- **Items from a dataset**
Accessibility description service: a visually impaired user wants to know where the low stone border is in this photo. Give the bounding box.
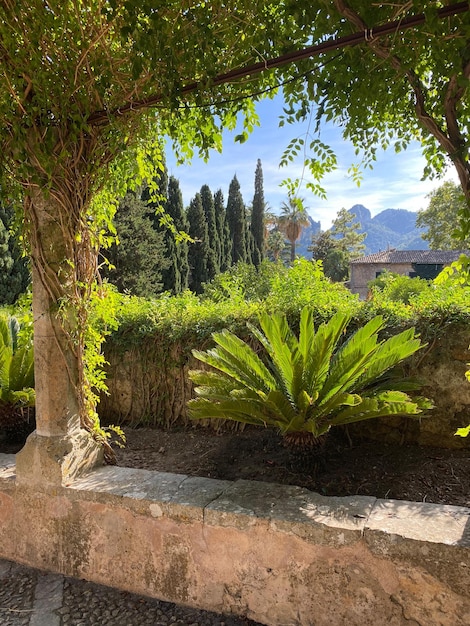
[0,455,470,626]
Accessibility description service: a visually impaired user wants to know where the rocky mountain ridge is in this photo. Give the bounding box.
[296,204,429,258]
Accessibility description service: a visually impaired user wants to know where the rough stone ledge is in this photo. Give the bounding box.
[0,455,470,626]
[0,454,470,554]
[70,467,470,553]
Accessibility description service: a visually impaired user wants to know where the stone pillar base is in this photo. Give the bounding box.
[16,428,103,489]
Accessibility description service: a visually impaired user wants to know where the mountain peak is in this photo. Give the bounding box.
[348,204,372,226]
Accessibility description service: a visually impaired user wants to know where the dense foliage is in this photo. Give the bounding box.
[0,203,31,305]
[189,307,432,438]
[416,181,470,250]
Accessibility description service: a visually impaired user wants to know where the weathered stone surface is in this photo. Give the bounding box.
[16,428,103,488]
[100,325,470,448]
[0,467,470,626]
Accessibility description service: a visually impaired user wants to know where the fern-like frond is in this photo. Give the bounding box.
[303,313,350,394]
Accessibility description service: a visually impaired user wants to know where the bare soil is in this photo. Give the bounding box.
[112,428,470,506]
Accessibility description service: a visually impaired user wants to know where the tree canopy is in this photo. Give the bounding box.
[284,0,470,214]
[0,0,470,474]
[416,181,470,250]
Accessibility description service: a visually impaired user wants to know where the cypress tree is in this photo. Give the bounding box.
[0,204,31,304]
[187,193,210,293]
[250,159,265,267]
[162,176,189,294]
[102,192,169,297]
[214,189,232,272]
[227,176,247,264]
[200,185,220,279]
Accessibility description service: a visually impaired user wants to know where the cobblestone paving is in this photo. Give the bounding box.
[0,560,260,626]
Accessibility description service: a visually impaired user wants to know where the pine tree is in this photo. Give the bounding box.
[0,204,31,304]
[214,189,232,272]
[102,191,169,297]
[162,176,189,294]
[186,193,210,293]
[200,185,220,280]
[251,159,265,267]
[227,176,247,264]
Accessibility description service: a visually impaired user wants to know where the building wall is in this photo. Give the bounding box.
[349,263,413,300]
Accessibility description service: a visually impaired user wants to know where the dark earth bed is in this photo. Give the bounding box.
[112,428,470,506]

- **Work instructions**
Present the items above as a two-column CSV with the header item,answer and one row per item. Put each item's text and its answer in one quoted field each, turn any line breaks into spaces, and leave the pictures out.

- **Exercise solution**
item,answer
"Accessibility description service: a visually impaired user wants to know where the low stone border is in this photo. Give the bounding box.","[0,455,470,626]"
"Accessibility description service: a visually impaired user wants to know where the rocky mountain ridge is in this photo. Give the bounding box.","[296,204,429,258]"
"Accessibility description service: a visually impaired user wants to know where the rough stone ledge is in this photo. Give the bounding box.","[0,455,470,626] [0,454,470,554] [70,467,470,553]"
"Accessibility description service: a visually impaired user wants to know where the stone pillar base is in this photo. Give the bounding box.","[16,428,103,489]"
"Accessibility description service: a visually impaired user wants to know where the mountain peak is in this photo. Give the bounding box.","[348,204,372,226]"
"Accessibility description service: a visually impaired user wants to know where the dense foliage is in this photo. Give the bounding box.","[0,203,31,305] [189,307,432,438] [416,181,470,250]"
"Accessibility description service: a visually impaired user wants to know where the weathered stone surface is in this photo. Give the bounding box.","[16,428,103,488] [100,325,470,448] [0,467,470,626]"
"Accessibility description service: a visually impaired user wants to know where the fern-like frond is in this photo. Give the bounding box.","[303,313,350,394]"
"Accessibility description service: a visually impaired user wants to know where the bare soil is in this photo. Give the bounding box.","[112,428,470,506]"
"Accessibility description service: a visually impaired user wants to know where the tree canopy is in this photo. Give the bounding box.","[284,0,470,214] [0,0,470,474] [416,181,470,250]"
"Accessibility description service: a visually impaired user wants to know where the cypress tree is in this photo. Give the bounding box.","[0,204,31,304] [187,193,210,293] [250,159,265,267] [162,176,189,294] [102,192,169,297] [214,189,232,272] [227,176,247,264] [200,185,220,279]"
"Accessibility description service: a visually impaired user wants to know where the cobblestone paving is in this photo. Give the bounding box.","[0,560,260,626]"
"Accessibility description service: a visually impaired user wants to know where the pine tree is in this photo. Give the bounding box.","[0,204,31,304] [214,189,232,272] [102,191,169,297] [162,176,189,294] [186,193,210,293] [200,185,220,280] [251,159,265,267] [227,176,247,264]"
"Accessibility description service: a visually impaired user wants to know where the building wall is in this photo. Give the bounding box.","[349,263,413,300]"
"Accessibility description service: a visually impaired user wants to know where the dark earth bed is in this photo. Give the bounding box.","[112,428,470,506]"